→ **Source document**:
★ ★ ★

Finally, I incorporated one interaction into my model. I looked at the number of lab procedures versus medication changes. My rationale for this is that labs would drive the doses of medications to be changed. However, this last interaction does not have a very large impact on the prediction made by the model.
gvlma(dm_lm)
##
## Call:
## lm(formula = num_medications ~ number_diagnoses + num_procedures +
## time_in_hospital^2 + diabetesMed + max_glu_serum + age +
## gender + insulin + change + change * num_lab_procedures,
## data = dm_train)
##
## Coefficients:
## (Intercept) number_diagnoses
## 5.06237 0.91588
## num_procedures time_in_hospital
## 1.10490 0.90804
## diabetesMedYes max_glu_serumNorm
## 1.14714 -0.64665
## age.L age.Q
## 0.45418 -3.12883
## age.C age^4
## -0.27025 0.33339
## age^5 age^6
## 0.18936 -0.18426
## age^7 age^8
## -0.01767 -0.15451
## genderMale insulinNo
## -0.63714 -0.44209
## changeNo num_lab_procedures
## -2.93669 -0.02302
## changeNo:num_lab_procedures
## 0.03640
##
##
## ASSESSMENT OF THE LINEAR MODEL ASSUMPTIONS
## USING THE GLOBAL TEST ON 4 DEGREES-OF-FREEDOM:
## Level of Significance = 0.05
##
## Call:
## gvlma(x = dm_lm)
##
## Value p-value Decision
## Global Stat 234.5632 0.0000 Assumptions NOT satisfied!
## Skewness 151.4939 0.0000 Assumptions NOT satisfied!
## Kurtosis 80.3722 0.0000 Assumptions NOT satisfied!
## Link Function 2.1621 0.1415 Assumptions acceptable.
## Heteroscedasticity 0.5349 0.4645 Assumptions acceptable.

★ ★ ★

Point localization records

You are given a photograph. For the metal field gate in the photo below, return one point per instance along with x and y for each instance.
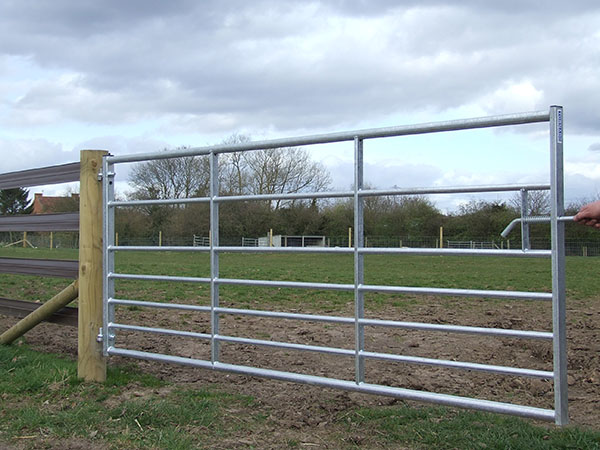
(359, 322)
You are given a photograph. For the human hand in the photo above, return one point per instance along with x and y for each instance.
(589, 215)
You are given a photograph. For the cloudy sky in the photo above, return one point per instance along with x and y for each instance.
(142, 75)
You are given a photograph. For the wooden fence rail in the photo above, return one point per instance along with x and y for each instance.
(88, 270)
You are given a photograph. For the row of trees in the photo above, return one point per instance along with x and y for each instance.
(291, 170)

★ ★ ★

→ **Action item**:
Render this sentence from the regression model write-up in Spanish: "My rationale for this is that labs would drive the doses of medications to be changed."

→ **Exercise result**:
Mi justificación para esto es que los análisis de laboratorio harían que se cambiaran las dosis de los medicamentos.